- _DATA ROWS_:

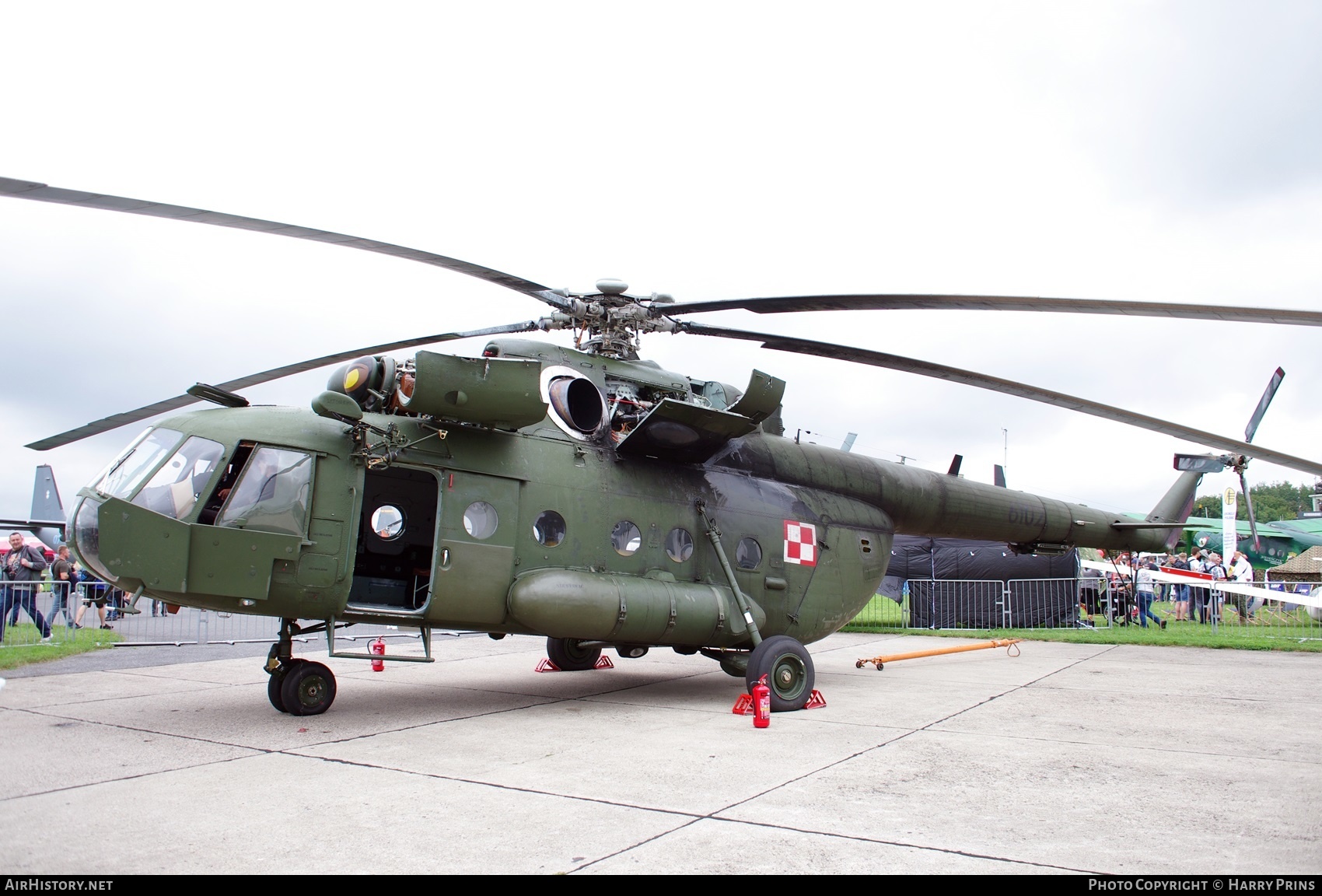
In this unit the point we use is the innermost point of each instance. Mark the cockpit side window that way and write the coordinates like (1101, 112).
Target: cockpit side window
(176, 487)
(273, 493)
(123, 478)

- _AIM OF THE EXERCISE_: Write out the lines above again, switching "cockpit side window" to "cabin side window" wherever it occurs and leaving everything else as it is. Omit the pictures.

- _SOLUTION FOR THIS PROBLEM_:
In this unit the point we use is the innermost point of each instance. Mark the cabin side window that way and write the coordinates like (1101, 112).
Target: cabin side window
(176, 487)
(273, 493)
(123, 478)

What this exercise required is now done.